THE EXERCISE: Identify each line in the items below that contains the string "tree", treating case as significant, and copy those lines.

Records of labeled points
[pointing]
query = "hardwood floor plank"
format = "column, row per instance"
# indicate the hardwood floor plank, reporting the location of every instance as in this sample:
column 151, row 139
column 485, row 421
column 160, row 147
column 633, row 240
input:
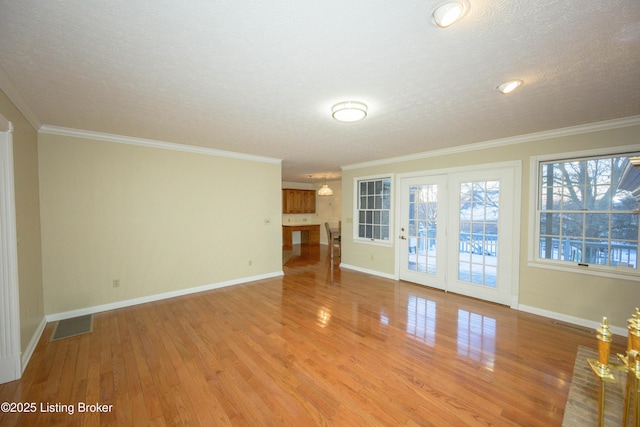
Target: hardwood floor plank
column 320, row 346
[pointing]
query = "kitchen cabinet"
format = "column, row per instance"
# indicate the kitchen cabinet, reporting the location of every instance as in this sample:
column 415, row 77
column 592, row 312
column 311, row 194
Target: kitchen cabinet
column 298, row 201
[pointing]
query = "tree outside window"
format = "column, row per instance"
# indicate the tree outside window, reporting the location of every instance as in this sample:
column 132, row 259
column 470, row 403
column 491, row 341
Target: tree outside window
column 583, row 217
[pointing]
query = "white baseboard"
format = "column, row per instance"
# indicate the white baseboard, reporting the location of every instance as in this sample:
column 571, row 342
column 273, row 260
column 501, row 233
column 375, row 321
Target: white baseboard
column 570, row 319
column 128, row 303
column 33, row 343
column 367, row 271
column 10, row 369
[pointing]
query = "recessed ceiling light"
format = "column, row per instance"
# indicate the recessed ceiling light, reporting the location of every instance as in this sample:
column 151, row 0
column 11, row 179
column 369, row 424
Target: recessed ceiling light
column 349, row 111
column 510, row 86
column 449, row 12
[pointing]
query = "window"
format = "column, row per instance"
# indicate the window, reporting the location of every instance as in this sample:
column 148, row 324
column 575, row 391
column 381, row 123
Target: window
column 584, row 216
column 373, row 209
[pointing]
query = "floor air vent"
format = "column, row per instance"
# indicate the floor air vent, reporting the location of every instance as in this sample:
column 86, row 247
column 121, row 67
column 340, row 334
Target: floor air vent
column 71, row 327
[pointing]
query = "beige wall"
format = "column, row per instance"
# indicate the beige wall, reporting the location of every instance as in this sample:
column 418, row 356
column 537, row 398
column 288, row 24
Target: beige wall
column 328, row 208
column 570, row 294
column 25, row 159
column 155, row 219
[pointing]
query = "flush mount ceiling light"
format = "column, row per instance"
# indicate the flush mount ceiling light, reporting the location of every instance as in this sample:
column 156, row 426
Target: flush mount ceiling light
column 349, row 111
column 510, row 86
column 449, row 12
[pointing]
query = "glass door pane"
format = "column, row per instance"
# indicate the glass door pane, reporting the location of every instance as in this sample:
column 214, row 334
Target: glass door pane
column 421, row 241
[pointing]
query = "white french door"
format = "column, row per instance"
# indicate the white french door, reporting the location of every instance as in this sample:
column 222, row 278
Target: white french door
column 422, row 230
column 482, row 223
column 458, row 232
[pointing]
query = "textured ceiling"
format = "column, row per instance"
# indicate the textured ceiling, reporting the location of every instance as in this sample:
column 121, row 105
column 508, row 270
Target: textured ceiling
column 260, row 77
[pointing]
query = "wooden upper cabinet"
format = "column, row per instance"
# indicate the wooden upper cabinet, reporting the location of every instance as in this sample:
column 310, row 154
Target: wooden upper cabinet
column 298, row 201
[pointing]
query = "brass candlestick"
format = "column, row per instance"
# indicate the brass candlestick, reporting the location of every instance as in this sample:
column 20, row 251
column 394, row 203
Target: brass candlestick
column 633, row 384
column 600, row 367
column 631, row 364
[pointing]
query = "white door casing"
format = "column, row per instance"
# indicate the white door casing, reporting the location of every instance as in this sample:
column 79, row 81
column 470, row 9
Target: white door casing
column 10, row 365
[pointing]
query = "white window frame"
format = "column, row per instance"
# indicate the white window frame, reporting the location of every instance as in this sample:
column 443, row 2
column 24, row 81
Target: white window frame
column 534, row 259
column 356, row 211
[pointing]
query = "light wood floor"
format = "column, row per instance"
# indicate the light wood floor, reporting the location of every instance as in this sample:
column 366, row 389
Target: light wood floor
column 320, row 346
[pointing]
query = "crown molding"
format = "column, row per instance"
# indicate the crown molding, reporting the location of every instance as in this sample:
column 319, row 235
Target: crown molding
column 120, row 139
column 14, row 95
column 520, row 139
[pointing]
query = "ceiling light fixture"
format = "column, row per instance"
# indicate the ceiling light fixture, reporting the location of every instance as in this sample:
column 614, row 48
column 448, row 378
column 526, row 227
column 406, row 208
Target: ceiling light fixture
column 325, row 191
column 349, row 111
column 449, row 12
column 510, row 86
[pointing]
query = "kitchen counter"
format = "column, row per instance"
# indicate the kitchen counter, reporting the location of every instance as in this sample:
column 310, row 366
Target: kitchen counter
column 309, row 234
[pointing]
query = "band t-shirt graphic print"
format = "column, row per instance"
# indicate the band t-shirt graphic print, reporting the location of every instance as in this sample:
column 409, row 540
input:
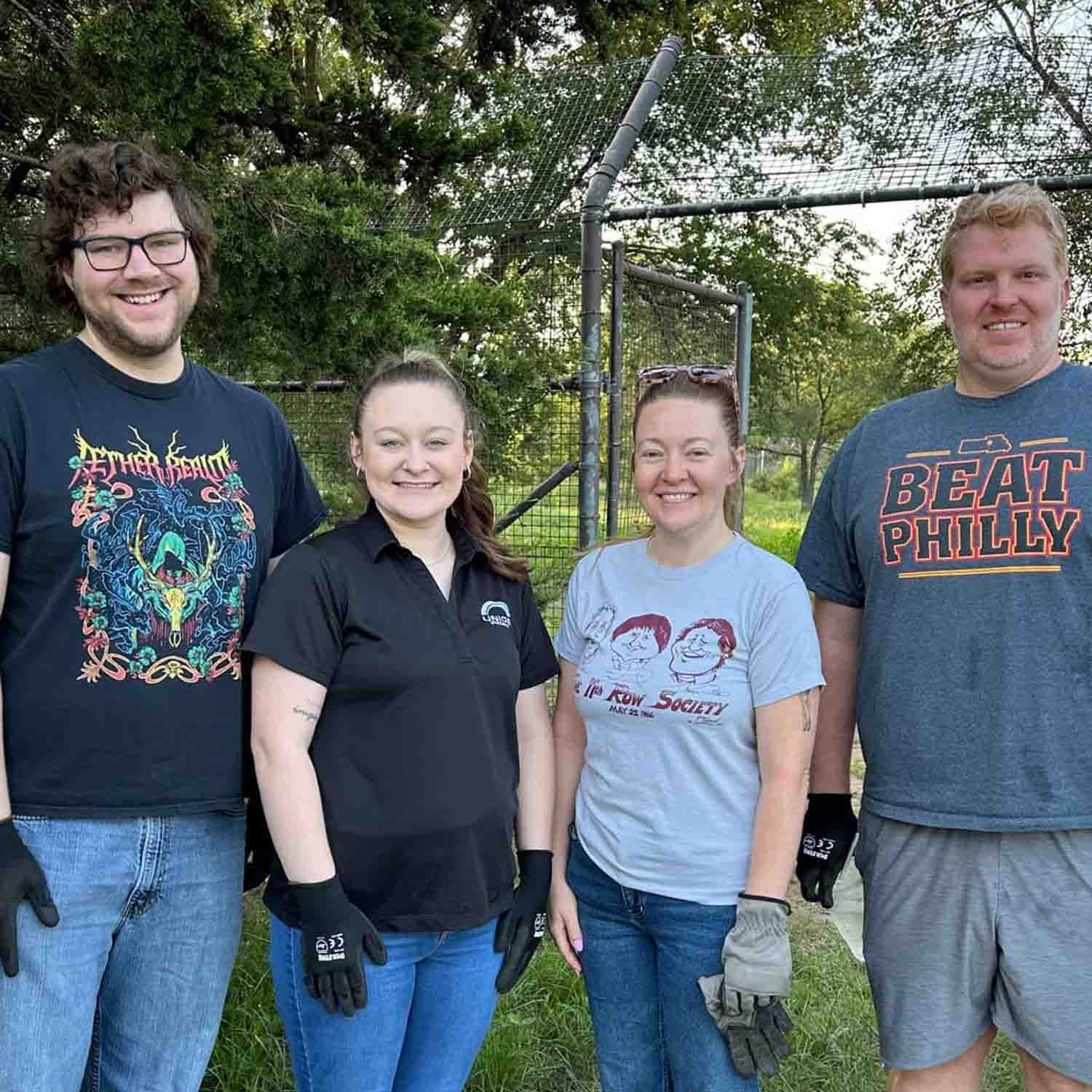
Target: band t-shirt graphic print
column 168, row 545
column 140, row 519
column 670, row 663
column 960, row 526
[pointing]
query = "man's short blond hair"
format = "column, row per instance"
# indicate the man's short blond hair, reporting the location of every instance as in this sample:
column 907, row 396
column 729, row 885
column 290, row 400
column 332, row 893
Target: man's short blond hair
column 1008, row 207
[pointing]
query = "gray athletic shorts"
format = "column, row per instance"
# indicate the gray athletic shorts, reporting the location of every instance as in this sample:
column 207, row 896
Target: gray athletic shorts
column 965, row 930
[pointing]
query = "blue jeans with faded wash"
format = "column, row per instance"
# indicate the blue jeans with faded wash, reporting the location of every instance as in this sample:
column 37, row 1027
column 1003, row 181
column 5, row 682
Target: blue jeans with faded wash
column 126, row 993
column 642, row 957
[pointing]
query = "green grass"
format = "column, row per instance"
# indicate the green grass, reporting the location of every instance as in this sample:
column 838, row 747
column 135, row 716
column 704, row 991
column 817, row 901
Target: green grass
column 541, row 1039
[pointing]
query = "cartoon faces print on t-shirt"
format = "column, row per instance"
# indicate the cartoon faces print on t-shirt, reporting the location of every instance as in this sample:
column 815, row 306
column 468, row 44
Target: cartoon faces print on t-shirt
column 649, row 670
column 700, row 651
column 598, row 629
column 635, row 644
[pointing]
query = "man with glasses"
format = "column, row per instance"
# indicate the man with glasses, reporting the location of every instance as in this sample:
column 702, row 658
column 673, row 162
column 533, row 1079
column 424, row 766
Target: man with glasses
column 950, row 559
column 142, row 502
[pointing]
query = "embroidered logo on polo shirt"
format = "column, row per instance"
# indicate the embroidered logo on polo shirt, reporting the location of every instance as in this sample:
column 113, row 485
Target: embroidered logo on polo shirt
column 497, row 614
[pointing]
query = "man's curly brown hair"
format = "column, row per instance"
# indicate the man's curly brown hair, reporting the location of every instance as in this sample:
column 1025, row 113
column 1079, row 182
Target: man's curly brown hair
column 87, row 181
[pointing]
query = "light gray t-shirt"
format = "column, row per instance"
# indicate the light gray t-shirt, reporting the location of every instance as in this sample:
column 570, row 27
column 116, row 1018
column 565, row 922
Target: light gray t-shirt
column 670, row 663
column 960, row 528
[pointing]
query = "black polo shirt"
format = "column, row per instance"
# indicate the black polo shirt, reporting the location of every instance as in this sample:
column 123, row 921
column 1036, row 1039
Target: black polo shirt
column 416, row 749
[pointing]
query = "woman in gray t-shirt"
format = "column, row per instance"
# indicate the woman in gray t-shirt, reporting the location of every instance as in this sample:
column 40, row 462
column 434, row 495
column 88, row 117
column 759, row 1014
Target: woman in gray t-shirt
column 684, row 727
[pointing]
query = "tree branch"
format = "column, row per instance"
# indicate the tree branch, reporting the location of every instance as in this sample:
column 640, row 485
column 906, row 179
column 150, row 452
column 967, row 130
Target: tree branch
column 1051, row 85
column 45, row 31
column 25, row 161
...
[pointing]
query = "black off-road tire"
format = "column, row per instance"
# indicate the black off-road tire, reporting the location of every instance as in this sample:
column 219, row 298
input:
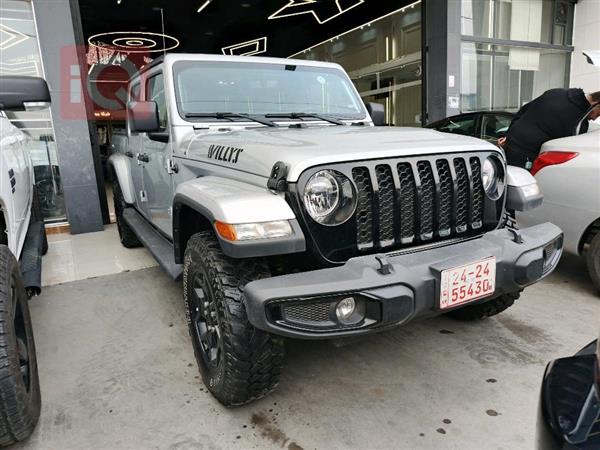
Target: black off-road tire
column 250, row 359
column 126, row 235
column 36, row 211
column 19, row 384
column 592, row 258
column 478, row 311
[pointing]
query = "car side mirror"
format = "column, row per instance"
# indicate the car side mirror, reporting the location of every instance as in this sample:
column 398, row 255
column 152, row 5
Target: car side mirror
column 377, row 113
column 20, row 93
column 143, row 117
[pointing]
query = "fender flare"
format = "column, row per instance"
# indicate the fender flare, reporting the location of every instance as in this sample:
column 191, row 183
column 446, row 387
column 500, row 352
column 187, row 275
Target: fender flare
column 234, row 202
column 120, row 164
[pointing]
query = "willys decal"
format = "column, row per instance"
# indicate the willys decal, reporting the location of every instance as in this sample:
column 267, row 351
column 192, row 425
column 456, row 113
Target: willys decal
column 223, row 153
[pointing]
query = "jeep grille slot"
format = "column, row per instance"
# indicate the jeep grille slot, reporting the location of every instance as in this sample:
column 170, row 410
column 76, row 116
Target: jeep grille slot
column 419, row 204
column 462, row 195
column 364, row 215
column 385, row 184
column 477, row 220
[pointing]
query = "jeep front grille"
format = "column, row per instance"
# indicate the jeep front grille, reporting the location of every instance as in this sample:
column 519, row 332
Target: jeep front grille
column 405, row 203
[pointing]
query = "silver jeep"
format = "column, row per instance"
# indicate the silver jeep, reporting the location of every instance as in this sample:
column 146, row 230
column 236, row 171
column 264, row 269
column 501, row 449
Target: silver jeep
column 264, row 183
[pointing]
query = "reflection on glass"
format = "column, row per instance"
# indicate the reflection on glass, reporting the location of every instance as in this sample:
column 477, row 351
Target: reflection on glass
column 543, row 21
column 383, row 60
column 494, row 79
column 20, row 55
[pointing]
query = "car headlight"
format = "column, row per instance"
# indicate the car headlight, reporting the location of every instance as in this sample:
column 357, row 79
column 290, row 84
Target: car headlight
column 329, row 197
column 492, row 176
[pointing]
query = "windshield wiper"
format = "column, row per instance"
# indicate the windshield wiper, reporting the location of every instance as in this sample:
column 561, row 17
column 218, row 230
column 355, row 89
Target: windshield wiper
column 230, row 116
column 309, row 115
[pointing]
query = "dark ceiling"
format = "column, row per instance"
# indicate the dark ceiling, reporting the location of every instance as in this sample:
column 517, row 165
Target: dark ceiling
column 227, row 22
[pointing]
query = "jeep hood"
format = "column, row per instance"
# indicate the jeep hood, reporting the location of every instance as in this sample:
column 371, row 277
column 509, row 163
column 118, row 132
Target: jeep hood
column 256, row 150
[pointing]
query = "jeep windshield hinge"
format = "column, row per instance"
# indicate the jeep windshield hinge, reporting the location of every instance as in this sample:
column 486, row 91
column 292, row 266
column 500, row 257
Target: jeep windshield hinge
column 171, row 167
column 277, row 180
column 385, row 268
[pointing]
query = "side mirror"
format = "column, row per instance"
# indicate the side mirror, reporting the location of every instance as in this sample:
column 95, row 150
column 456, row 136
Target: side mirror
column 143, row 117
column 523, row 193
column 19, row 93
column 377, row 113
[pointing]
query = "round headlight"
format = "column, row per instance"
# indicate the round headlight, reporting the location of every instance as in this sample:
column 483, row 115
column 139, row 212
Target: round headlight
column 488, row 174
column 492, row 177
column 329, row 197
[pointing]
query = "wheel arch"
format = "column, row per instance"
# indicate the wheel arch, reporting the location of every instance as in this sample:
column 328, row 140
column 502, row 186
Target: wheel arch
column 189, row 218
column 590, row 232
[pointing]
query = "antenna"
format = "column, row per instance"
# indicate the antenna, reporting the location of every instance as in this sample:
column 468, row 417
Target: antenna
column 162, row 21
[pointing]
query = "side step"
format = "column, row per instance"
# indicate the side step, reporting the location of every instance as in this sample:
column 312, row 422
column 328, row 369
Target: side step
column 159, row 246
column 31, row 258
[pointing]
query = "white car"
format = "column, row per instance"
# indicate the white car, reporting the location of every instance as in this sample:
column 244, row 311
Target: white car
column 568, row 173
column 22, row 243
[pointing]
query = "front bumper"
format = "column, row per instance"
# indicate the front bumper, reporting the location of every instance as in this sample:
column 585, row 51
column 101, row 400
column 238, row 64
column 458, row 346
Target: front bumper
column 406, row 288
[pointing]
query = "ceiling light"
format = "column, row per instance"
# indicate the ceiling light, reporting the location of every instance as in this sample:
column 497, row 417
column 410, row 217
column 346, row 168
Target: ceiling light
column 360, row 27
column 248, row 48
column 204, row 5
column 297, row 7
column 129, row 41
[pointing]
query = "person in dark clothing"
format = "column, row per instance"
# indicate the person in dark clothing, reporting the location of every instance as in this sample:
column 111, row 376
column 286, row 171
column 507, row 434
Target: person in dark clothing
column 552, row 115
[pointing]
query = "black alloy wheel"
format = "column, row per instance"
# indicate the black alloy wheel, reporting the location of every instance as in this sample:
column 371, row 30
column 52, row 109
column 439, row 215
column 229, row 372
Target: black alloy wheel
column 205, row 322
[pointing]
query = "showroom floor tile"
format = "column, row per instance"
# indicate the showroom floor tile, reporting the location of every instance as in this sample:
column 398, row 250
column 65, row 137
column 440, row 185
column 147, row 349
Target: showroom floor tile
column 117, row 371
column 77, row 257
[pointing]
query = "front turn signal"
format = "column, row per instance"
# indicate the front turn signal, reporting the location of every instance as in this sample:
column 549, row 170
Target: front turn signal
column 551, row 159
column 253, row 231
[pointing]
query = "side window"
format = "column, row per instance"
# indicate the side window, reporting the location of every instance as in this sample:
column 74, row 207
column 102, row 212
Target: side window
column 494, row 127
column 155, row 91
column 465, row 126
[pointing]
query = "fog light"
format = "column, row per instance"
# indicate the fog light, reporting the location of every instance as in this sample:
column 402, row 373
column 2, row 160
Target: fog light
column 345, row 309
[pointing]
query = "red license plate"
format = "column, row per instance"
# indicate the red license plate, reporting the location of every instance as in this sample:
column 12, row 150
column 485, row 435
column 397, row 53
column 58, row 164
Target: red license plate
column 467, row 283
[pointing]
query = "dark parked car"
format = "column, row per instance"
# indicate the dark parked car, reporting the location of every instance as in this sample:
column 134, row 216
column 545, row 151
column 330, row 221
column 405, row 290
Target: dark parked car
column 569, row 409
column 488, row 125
...
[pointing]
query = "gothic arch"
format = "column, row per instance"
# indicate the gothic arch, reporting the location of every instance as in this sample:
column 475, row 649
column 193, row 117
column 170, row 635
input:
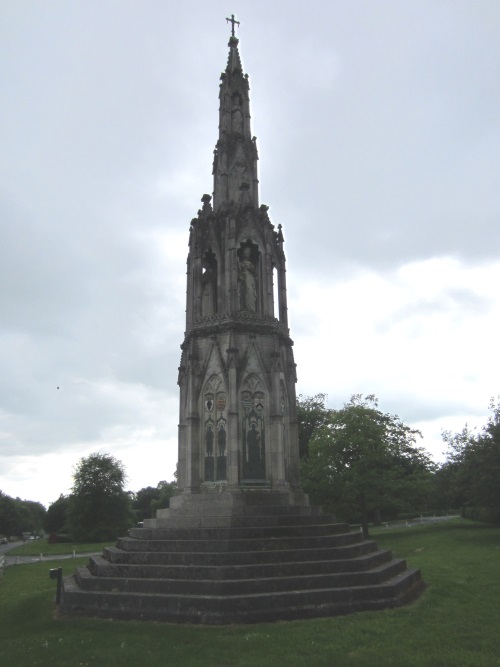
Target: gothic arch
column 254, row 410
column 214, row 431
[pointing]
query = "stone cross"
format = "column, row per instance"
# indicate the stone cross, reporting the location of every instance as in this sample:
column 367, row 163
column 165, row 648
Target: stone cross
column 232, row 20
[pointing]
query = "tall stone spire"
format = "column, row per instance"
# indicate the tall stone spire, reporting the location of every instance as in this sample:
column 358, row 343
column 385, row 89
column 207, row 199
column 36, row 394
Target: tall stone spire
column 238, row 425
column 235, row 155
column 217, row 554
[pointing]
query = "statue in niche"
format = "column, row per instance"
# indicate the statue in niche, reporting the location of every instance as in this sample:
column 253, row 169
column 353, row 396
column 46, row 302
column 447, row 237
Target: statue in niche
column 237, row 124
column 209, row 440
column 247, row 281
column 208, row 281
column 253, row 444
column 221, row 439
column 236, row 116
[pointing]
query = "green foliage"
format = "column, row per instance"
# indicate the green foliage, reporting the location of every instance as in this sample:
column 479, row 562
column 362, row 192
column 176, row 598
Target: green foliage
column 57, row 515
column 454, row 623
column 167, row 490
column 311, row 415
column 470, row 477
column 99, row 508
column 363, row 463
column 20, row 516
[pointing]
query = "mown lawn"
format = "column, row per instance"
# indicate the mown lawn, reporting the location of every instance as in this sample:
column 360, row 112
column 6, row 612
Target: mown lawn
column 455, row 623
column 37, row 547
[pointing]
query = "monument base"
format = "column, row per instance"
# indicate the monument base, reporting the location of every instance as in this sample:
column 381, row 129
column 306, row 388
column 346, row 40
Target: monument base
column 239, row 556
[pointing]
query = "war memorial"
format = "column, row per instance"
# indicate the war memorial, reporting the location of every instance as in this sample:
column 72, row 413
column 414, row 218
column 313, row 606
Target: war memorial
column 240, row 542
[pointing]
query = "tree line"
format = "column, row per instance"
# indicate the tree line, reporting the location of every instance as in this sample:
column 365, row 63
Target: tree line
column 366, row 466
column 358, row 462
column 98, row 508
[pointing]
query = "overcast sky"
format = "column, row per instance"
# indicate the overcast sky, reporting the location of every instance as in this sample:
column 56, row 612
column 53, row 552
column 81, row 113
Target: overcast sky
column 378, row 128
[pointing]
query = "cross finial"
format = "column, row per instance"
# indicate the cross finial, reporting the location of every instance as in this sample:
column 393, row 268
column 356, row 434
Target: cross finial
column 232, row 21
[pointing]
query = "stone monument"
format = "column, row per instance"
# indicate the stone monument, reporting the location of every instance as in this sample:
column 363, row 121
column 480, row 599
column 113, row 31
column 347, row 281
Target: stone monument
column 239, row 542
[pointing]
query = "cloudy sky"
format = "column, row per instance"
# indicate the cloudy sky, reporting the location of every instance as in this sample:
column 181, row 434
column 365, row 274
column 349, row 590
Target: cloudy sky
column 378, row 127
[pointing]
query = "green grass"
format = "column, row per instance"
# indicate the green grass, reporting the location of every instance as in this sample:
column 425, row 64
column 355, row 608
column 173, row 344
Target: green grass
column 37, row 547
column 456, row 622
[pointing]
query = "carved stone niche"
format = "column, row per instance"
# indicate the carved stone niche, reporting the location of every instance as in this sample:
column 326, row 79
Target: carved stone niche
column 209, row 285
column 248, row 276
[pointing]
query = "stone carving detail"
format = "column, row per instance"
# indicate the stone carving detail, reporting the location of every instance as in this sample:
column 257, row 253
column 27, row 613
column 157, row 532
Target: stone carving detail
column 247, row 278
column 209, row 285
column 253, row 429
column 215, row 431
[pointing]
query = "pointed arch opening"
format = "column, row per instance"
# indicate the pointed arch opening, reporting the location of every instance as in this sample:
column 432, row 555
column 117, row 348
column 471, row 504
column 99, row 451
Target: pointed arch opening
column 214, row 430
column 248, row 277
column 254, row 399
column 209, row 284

SOLUTION:
query = "tree outside window"
# indicate the tree outside window, reporting the location of every instance as in this sample:
Target: tree outside window
query = "tree branch"
# indicate the tree branch, reporting the location of every instance as in this sample:
Target: tree branch
query = "tree line"
# indicate the tree line, reporting the location of every instance as in this sample:
Target: tree line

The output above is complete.